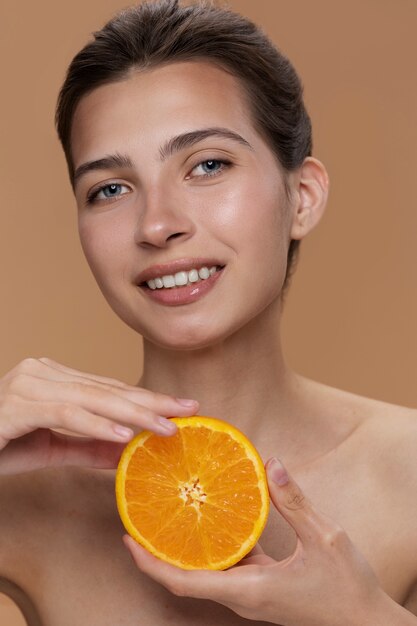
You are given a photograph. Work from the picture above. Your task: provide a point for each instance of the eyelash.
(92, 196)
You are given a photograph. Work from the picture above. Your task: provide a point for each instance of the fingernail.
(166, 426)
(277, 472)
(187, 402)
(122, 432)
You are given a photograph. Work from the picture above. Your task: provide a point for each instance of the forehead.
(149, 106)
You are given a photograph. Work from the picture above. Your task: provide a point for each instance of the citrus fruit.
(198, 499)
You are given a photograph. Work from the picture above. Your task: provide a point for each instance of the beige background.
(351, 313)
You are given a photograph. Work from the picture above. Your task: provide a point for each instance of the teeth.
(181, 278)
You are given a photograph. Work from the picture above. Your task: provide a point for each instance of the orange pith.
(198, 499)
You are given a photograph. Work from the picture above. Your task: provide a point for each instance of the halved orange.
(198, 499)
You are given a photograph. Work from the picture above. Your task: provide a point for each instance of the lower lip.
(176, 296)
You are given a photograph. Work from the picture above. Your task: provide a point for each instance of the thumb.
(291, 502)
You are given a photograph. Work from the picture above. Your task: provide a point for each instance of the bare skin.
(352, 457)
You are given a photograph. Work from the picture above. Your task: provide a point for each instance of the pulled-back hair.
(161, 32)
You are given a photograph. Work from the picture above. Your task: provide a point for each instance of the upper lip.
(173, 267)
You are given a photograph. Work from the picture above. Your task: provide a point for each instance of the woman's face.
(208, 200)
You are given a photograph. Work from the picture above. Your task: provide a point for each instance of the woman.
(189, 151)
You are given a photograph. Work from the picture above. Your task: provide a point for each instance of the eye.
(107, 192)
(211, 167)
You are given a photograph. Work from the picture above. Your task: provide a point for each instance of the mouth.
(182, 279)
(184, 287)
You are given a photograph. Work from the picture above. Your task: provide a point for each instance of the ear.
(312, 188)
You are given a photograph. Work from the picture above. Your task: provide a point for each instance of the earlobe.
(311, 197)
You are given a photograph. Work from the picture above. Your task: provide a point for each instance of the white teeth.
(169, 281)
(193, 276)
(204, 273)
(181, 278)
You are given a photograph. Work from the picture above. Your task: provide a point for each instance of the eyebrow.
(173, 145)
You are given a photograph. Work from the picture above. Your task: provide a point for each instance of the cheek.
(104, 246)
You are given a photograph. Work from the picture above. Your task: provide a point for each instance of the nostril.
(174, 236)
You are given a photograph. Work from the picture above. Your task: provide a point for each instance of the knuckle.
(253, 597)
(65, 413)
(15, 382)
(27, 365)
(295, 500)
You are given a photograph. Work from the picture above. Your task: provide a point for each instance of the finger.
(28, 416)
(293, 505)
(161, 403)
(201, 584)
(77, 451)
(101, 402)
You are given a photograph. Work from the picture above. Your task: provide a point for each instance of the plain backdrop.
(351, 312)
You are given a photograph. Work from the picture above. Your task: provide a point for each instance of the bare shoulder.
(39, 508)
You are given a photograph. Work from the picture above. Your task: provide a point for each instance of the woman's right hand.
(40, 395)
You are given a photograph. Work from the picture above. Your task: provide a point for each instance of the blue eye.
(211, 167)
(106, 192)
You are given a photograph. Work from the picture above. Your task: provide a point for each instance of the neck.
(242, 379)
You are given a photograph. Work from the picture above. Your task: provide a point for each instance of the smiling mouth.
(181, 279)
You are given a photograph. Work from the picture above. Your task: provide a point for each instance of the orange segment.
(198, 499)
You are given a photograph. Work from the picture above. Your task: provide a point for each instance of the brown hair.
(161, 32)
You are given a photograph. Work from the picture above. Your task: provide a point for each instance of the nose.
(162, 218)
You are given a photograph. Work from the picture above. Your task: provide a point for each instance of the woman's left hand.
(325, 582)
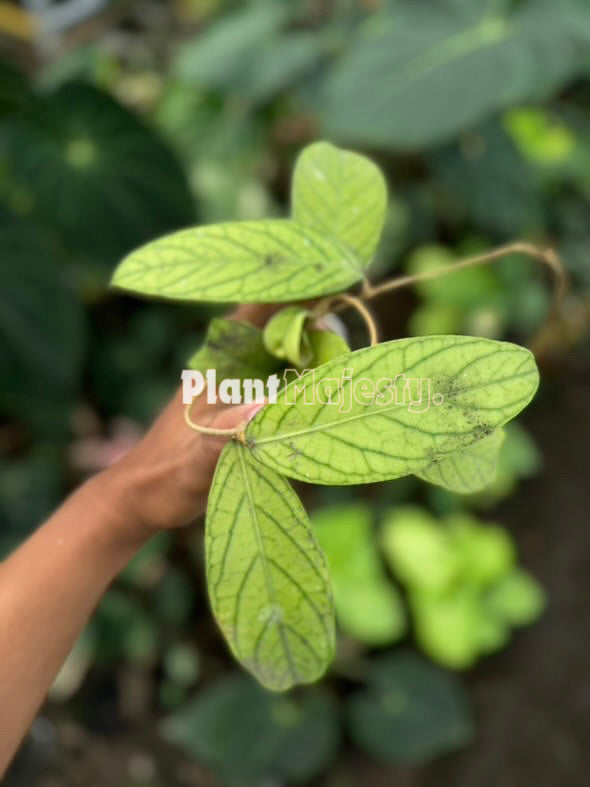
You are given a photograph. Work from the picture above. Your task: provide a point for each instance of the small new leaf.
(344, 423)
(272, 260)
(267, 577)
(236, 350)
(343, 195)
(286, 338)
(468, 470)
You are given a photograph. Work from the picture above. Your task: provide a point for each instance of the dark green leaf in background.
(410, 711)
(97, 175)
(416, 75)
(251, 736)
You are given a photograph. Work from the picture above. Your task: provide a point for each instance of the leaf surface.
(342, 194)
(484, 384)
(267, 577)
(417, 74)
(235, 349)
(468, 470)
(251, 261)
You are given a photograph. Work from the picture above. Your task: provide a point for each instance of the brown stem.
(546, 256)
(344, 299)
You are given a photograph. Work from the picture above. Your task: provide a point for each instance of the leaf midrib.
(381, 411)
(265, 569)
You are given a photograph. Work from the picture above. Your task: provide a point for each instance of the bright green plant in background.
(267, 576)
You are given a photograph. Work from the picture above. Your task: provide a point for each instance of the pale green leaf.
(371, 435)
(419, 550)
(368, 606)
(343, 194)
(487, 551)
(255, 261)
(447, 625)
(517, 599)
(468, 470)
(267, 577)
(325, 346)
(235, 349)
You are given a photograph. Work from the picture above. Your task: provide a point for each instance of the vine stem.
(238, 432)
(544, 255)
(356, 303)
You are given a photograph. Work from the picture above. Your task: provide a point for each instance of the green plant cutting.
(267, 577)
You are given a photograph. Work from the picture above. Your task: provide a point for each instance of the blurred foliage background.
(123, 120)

§ Task to carry out
Reproduce every line of the material precisely, omitting its pictures.

§ Answer to this problem
You are given a photograph. Work from the picture above. Your task: provide a point for each instance of the eyelash.
(92, 196)
You are given a photograph. Work from the picture above. Your task: provide a point for each instance of the fingernail.
(166, 426)
(277, 472)
(187, 402)
(122, 432)
You are given a photograph. Work from the picture above. Your task: provide a point for each instance of the forehead.
(149, 106)
You are given a photograph. Work from the picture above. Your task: provide a point for each instance of the citrus fruit.
(198, 499)
You are given a photograph. Work from the picture above. Your task: provide a point for each instance of the beige background.
(351, 313)
You are given a photograph. Work from the picture above. Your task: provide a point for each instance of the teeth.
(181, 278)
You are given a photograph. Work from the picture above. Your task: provide a point for each instance of the orange pith.
(198, 499)
You are given a photograph. Work from the picture above. Your task: provide a point for each instance of the halved orange.
(198, 499)
You are given a photograph. Work from the picture above. Your task: provide a point for each instance of the lower lip.
(176, 296)
You are given a photograph. Work from the picture above. Your task: provide a point for each instance of the thumb.
(291, 502)
You are given a photograph. Work from the picture above. Your task: provide a point for each instance of the bare skin.
(352, 457)
You are given a photograph. Work from the picture above. Your task: provide a point for each instance of the pulled-back hair.
(161, 32)
You are given a photograph. Work from the picture above. Your task: provide a point for each instance of the upper lip.
(173, 267)
You are given a photograph. Work from the picture above. Your task: provide a point for each instance of the woman's face.
(208, 200)
You are given a photograph. Work from the picture above. Your task: provide a point for each instance of the woman.
(189, 151)
You are given a photograph. Work from the picture above. Your task: provide a point for each instance of the eye.
(107, 192)
(211, 167)
You are given a photograph. Work from the picture above. Your task: provide a point for each instance of the mouth.
(182, 279)
(184, 287)
You are given a photograph. Work from the picture above. Your task: provide a point for each instance of the ear.
(312, 188)
You are given a photograph. Work from the picture above. Your task: provide a point for each instance of the earlobe.
(311, 197)
You are given a photograph. Work from the picture above. Your task: provide a point for each instance of the white teeth.
(169, 281)
(193, 276)
(204, 273)
(181, 278)
You are given a photograph. Work from the picture above. Your task: provide a point for each instance of the eyebrow.
(173, 145)
You are given a photograph. Work from the picture above. Your task: provide a point for each instance of the cheek.
(104, 246)
You are given a photograph. Work from the picture above. Your task: provide a point for each instance of the nostril.
(174, 236)
You are given a photograph. Work from the picture above. Your task: provide a point for each instance of the knuckle.
(253, 597)
(65, 413)
(15, 382)
(27, 365)
(295, 500)
You are given a photograph. Work from the picture above. Your task: provide a point for each instance of the finger.
(28, 416)
(293, 505)
(161, 403)
(201, 584)
(77, 451)
(101, 402)
You are given a photograph. Work from the picture above. Your task: provide a point for each instance of the plain backdrop.
(351, 312)
You are given a photograph. Work from the picture above. Your task: provide a point for each instance of the bare shoulder.
(39, 508)
You are given a photograph. Work from the picture above. Your task: provide a point for each instance of the woman's right hand.
(40, 395)
You are given a photograph. Work from the picture above. Your task: provide a point for each instance of the blue eye.
(211, 167)
(106, 192)
You are given a photograph. Work from the picture above. Your task: provide a point for each instance of the neck.
(242, 379)
You are given a photograph. Work from the picture above. Your task: provide a point for each instance of the smiling mouth.
(181, 279)
You are given a photograph. Work from the picture above. Your task: provide a point for each instance of the orange segment.
(198, 499)
You are given a photograph. Work from the picture above. Your task: provide a point for each instance of the brown hair.
(161, 32)
You are given a photograph. Work from the picture above. Your task: provide a point for each instance of the nose.
(162, 218)
You are given a photograph. Work from the picture above. Your task: provide a point for each instance of the woman's left hand.
(325, 582)
You are given a photograph. Work from the picture above. Your task: provide a point for each instance of the small new leaf.
(344, 423)
(272, 260)
(267, 577)
(236, 350)
(343, 195)
(286, 338)
(468, 470)
You are given a photograph. Work from the picture above. Your task: provide a point for each instance of the dark green leaf in background.
(410, 711)
(97, 175)
(416, 75)
(251, 736)
You are given a photograph. Work from the picture above. Your task: provide a point for each instance of the leaf surface.
(342, 194)
(484, 384)
(267, 577)
(417, 74)
(235, 349)
(468, 470)
(251, 261)
You are given a photograph. Work from the picture above. Your task: provide a point for each instance of the brown stem.
(546, 256)
(344, 299)
You are given a photograph. Work from the picture above. Your task: provide a point for each instance of the leaf midrib.
(381, 411)
(265, 569)
You are given a photograph. Work from the picture above. Your task: provide a point for each instance of the bright green plant in background.
(267, 576)
You are given a photograph. Work from the picture above. Your task: provide a point for each instance of the pale green leaf.
(371, 435)
(419, 550)
(368, 606)
(343, 194)
(487, 551)
(255, 261)
(447, 625)
(517, 599)
(468, 470)
(267, 577)
(325, 346)
(235, 349)
You are given a photograph. Work from the picture above. Your task: provide a point for each instance of the vine stem.
(238, 432)
(544, 255)
(356, 303)
You are given a photograph. Work from the picture above. Your task: provide a point for each instance of the green plant cutting.
(267, 577)
You are given a photograph. Work from the picture above. Your task: provide a point for each instance of the blurred foliage background.
(123, 120)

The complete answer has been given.